Point labeling rows:
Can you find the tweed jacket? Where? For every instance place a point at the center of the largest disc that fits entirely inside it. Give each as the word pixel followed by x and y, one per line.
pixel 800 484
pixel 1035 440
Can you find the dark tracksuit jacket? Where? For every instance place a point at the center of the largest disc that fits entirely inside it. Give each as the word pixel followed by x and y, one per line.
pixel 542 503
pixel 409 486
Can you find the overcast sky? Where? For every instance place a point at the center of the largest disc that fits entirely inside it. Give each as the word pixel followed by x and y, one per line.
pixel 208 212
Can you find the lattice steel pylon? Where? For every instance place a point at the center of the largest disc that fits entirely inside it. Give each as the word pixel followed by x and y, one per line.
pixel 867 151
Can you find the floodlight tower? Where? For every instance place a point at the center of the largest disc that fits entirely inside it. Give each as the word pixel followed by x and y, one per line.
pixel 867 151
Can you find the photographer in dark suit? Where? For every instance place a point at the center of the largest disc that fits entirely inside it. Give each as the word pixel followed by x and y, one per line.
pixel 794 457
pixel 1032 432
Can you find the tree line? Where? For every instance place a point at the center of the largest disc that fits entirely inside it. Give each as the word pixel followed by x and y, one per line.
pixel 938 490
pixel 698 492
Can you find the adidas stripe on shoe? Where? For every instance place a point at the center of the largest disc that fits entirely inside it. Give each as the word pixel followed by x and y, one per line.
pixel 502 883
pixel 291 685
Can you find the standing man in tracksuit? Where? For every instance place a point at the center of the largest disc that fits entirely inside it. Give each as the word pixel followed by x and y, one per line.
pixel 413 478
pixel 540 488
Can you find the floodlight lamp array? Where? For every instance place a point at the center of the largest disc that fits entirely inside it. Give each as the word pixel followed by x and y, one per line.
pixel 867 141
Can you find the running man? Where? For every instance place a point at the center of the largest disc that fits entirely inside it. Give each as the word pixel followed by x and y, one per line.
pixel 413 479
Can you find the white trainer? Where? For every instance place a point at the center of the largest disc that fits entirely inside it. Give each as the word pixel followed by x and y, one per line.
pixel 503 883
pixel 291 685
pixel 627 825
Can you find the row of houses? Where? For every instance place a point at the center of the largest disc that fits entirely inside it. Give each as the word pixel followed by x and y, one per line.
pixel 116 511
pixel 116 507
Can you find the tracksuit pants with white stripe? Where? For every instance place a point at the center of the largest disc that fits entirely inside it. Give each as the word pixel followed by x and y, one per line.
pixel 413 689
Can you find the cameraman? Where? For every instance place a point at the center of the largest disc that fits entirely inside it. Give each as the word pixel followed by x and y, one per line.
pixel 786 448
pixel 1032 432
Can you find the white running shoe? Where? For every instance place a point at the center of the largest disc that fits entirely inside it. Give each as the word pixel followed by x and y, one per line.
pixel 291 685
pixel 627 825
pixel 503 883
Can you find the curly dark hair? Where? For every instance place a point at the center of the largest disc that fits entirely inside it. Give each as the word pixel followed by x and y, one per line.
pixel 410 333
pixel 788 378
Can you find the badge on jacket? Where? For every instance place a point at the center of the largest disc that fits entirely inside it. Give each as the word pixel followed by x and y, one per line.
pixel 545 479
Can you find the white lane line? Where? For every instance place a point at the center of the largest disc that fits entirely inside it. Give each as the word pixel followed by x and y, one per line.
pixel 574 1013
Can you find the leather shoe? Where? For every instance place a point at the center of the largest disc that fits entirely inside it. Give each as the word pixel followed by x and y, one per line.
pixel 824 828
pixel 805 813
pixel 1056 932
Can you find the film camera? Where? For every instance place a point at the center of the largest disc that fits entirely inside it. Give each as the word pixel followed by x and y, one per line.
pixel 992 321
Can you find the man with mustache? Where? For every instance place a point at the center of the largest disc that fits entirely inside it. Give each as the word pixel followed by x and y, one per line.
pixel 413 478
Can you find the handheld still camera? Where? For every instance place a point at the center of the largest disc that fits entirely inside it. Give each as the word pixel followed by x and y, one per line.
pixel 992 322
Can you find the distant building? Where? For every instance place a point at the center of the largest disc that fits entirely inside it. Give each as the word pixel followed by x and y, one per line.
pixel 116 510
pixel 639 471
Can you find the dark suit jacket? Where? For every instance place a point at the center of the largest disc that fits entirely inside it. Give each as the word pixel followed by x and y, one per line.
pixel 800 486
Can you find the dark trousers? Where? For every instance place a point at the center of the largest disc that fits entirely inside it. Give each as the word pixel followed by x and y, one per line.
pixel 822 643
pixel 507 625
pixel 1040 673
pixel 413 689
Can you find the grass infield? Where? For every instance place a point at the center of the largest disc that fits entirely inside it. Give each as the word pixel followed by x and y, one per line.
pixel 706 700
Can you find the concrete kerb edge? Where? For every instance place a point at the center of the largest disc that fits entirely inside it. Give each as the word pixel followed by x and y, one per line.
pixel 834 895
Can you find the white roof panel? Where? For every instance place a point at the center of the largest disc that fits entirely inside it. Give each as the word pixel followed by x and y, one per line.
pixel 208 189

--

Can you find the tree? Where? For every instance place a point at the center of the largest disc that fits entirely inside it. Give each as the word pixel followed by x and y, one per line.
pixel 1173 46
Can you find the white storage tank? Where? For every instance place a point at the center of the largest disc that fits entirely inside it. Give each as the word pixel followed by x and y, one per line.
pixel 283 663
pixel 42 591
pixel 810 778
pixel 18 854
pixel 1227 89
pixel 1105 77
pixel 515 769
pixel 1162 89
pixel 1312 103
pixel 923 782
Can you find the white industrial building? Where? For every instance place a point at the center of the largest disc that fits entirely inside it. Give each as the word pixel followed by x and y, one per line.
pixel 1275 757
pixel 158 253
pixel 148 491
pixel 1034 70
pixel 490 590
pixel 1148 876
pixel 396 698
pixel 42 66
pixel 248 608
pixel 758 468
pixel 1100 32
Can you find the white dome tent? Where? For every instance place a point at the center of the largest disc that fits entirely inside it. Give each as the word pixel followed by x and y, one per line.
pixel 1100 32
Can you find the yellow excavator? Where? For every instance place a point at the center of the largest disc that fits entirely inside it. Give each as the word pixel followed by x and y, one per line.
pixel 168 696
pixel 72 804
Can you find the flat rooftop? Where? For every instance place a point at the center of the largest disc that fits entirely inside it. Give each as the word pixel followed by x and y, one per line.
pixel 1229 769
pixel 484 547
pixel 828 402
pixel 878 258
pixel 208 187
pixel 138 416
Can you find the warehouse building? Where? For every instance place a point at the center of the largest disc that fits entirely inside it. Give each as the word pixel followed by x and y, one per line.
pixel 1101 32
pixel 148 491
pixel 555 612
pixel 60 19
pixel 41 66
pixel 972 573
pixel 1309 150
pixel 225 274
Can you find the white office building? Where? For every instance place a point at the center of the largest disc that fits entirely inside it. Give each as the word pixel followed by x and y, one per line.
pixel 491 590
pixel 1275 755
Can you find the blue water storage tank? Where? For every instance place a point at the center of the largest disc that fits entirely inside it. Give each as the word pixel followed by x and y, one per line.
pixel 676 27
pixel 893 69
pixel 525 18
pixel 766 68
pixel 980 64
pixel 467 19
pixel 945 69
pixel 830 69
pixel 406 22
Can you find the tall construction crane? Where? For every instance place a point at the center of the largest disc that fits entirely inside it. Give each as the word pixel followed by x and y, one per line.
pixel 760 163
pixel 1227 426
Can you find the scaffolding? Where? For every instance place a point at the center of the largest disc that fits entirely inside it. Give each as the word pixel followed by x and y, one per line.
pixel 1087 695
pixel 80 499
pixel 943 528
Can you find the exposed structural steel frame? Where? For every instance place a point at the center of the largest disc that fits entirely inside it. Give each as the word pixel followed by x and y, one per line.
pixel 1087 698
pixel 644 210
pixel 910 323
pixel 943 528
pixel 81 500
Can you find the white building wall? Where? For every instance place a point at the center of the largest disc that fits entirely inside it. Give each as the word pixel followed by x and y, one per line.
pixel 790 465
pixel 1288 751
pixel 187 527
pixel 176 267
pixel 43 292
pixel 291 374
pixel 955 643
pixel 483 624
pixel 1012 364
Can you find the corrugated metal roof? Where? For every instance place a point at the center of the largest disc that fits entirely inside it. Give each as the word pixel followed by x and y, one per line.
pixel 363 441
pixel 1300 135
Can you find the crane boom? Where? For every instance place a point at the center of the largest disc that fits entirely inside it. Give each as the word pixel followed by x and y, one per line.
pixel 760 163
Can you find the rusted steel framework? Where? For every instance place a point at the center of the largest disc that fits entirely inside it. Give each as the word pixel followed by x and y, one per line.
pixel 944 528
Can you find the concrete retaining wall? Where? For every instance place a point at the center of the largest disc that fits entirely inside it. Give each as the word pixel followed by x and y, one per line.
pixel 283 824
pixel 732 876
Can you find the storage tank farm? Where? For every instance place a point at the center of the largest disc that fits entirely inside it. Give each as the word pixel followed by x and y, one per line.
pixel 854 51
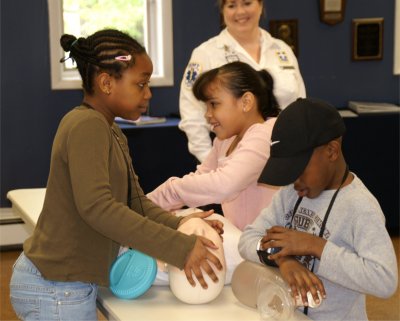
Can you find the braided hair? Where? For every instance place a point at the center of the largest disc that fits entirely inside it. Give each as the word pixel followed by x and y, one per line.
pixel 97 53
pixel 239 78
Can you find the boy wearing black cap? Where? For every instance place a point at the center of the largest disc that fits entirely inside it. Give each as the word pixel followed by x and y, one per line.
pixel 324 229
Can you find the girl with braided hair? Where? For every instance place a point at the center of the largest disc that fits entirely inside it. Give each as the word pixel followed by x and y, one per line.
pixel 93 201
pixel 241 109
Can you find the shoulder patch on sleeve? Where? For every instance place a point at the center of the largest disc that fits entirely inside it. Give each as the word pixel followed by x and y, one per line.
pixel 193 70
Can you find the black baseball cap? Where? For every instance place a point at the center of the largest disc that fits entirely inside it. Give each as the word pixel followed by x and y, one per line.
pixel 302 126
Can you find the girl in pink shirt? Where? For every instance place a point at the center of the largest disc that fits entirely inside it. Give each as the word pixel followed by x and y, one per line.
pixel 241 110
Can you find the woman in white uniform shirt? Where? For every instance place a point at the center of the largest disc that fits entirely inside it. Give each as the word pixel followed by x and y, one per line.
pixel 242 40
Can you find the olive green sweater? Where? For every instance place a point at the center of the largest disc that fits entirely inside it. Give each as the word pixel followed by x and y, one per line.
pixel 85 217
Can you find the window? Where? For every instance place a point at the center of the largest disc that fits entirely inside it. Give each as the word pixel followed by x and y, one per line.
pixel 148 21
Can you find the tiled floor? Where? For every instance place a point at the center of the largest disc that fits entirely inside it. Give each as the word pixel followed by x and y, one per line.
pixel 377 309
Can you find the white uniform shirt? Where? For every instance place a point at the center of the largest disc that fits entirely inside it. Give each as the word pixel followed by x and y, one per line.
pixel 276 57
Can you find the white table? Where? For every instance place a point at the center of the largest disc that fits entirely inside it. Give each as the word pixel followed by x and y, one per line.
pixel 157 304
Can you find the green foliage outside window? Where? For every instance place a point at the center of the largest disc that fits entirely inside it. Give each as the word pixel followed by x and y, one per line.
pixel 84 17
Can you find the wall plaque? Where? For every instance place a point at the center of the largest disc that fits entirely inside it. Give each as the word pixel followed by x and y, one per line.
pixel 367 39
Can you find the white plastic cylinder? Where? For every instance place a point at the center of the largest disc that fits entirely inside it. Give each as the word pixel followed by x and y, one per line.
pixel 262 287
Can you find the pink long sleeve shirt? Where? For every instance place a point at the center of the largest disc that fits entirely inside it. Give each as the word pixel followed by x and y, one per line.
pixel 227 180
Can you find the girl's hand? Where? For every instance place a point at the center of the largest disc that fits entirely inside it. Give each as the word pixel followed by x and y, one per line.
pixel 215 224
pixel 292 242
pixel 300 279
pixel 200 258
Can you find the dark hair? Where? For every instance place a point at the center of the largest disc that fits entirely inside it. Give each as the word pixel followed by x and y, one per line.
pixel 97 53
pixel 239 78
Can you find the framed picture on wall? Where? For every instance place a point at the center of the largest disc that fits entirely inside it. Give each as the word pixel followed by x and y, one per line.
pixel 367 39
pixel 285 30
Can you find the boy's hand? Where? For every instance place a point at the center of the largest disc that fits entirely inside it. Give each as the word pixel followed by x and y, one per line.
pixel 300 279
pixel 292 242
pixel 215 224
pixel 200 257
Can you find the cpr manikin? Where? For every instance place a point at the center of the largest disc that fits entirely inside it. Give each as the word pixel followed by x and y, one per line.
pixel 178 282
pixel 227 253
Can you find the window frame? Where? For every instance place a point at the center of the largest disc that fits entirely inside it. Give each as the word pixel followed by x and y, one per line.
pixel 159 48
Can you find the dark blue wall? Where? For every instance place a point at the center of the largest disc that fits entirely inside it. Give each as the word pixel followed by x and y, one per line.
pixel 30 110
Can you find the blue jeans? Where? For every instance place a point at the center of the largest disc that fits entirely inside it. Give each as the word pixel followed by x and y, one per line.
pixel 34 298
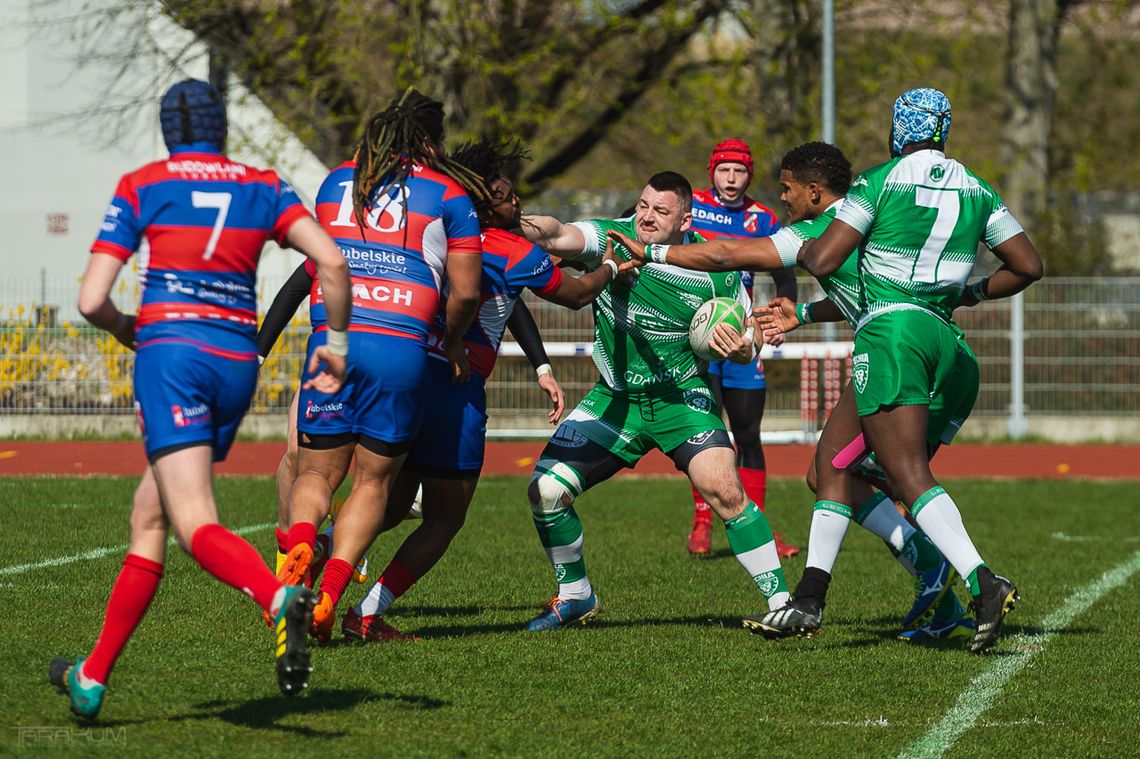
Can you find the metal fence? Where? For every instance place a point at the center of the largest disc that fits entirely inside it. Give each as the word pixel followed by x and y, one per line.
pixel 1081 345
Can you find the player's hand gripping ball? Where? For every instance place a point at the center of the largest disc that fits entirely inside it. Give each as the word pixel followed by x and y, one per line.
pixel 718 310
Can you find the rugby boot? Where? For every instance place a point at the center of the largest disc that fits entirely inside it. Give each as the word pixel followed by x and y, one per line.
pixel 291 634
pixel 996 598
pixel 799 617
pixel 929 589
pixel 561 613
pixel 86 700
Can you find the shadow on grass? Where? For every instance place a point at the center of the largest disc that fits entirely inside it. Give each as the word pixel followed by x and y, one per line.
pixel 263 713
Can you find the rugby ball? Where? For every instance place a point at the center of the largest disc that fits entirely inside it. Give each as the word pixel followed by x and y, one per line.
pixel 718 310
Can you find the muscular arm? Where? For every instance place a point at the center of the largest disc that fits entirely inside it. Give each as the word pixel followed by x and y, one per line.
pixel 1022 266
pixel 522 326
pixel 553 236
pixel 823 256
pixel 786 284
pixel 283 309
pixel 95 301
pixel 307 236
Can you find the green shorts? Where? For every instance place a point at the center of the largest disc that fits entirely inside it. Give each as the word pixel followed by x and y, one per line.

--

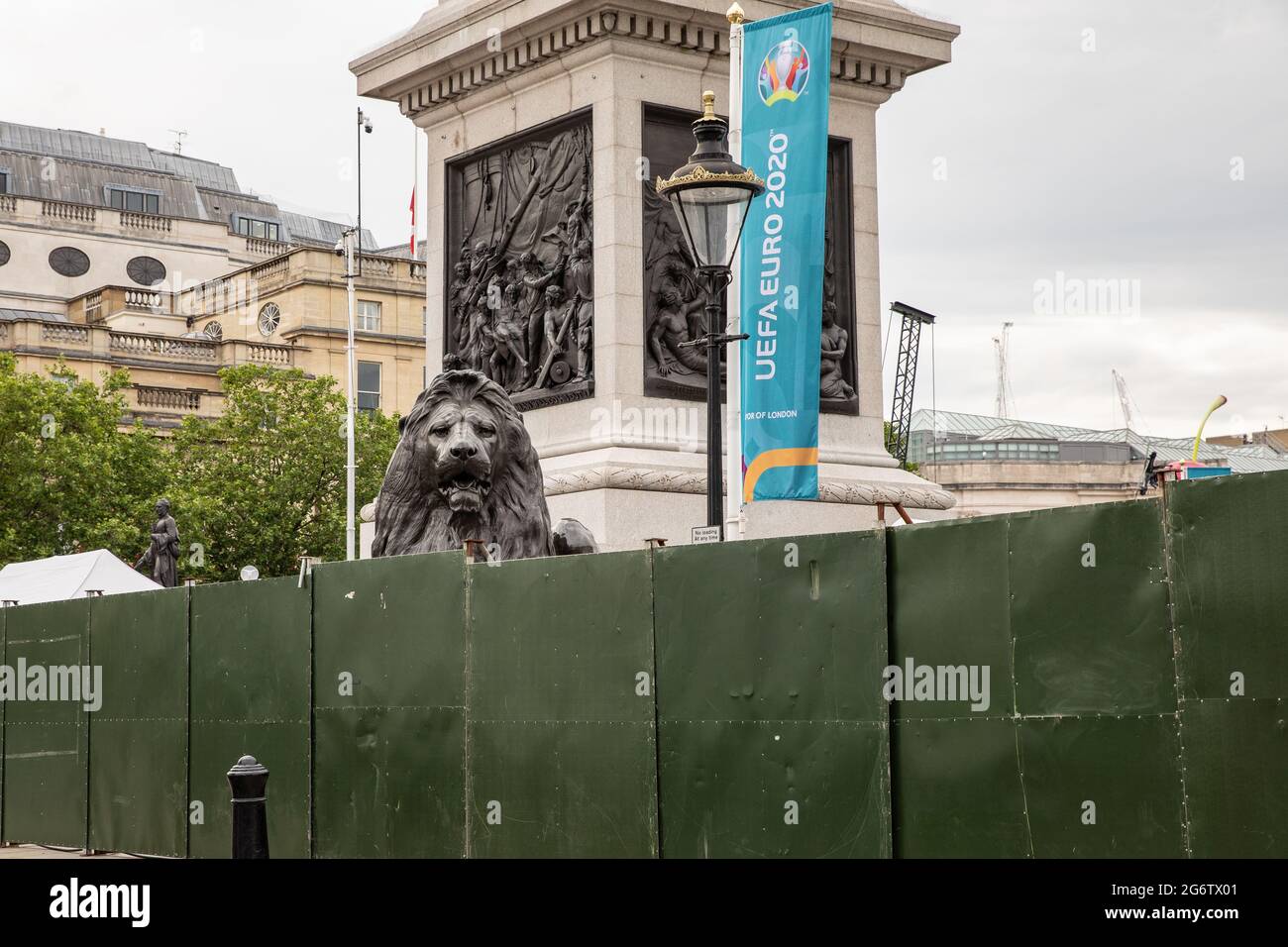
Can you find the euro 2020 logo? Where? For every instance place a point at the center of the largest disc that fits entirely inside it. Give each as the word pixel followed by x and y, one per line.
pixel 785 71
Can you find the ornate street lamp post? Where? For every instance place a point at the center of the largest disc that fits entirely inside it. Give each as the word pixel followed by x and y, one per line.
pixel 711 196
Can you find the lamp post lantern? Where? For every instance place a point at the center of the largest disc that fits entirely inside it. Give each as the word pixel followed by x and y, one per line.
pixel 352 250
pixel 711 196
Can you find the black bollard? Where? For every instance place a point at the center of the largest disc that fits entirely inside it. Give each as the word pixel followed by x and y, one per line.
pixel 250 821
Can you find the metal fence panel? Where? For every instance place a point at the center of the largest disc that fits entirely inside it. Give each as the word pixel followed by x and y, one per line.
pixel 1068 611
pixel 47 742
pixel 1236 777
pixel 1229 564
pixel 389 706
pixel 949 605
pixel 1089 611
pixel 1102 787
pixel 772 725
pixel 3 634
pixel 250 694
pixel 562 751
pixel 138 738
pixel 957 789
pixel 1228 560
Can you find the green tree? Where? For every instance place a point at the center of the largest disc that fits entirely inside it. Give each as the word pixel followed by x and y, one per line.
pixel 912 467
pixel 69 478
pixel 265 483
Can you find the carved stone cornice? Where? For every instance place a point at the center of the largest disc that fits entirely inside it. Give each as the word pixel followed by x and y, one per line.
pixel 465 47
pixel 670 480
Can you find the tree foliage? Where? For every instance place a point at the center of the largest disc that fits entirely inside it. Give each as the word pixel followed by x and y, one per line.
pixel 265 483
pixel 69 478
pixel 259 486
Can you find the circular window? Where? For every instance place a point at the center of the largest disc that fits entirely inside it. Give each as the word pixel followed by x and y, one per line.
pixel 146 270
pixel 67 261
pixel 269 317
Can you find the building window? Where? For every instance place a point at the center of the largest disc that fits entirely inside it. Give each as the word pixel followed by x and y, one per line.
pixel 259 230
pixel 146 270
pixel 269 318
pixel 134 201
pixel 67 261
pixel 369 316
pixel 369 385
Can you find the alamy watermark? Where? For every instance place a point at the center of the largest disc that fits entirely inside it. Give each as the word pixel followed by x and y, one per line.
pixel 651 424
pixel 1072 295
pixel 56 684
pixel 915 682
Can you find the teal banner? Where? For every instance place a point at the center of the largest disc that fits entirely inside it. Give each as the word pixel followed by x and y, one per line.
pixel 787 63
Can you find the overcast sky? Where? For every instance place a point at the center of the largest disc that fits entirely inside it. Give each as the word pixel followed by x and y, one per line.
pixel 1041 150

_Set problem:_
Copy out the rows between the line holding "Can you find the tree?" and the line holding "pixel 1275 755", both included, with no changes.

_Response below:_
Can you find the tree? Where? For every instance place a point at the center of the largest disc that fits entirely inside it. Give each as the word pixel followed by x and y, one per line.
pixel 1173 46
Can you find the white storage tank? Where? For every instance place a point at the center of the largest disc that fits entirely inside it. Give each as the word pixel followed by x and y, one per line.
pixel 283 663
pixel 42 591
pixel 810 778
pixel 18 854
pixel 1227 89
pixel 1105 77
pixel 515 769
pixel 1162 89
pixel 1312 103
pixel 923 782
Can you find the white industrial building? Where? For every instance place a point at the center of the largest disc that fits entirely inside it. Give each as the word pixel followed by x and y, one per line.
pixel 1275 757
pixel 158 253
pixel 148 491
pixel 1034 70
pixel 490 590
pixel 1148 876
pixel 396 698
pixel 42 66
pixel 248 608
pixel 758 468
pixel 1100 32
Can you find the white dome tent? Where? For every instance place a point at the center of the largest disc that fits entirely inside it. Give each as the word pixel followed by x and y, one per line.
pixel 1100 32
Can you find the yellow excavator? Where? For every instance place a point at the center of the largest disc that fits entirely inside it. Give each as the word pixel followed by x and y, one per line.
pixel 168 696
pixel 72 804
Can you find the flat rooftop? Where? For every instance place a point at the center of the largest disc that fits entirely inside it. Give each as the word pixel followed by x and y, one per line.
pixel 1229 769
pixel 484 547
pixel 828 402
pixel 878 258
pixel 208 187
pixel 138 416
Can you find the warehouse building? Where? For every instance place a point at the center of the largest disc that fits entirely inside it. Give each as the word pixel followed by x and y, one per line.
pixel 1101 32
pixel 148 491
pixel 555 612
pixel 60 19
pixel 41 66
pixel 972 573
pixel 1309 150
pixel 225 274
Can you find the white office building? Where? For every instance place a point at the center of the largest disc that fits entirely inside it. Give each as the word pixel followed by x and y, one per line.
pixel 491 590
pixel 1275 755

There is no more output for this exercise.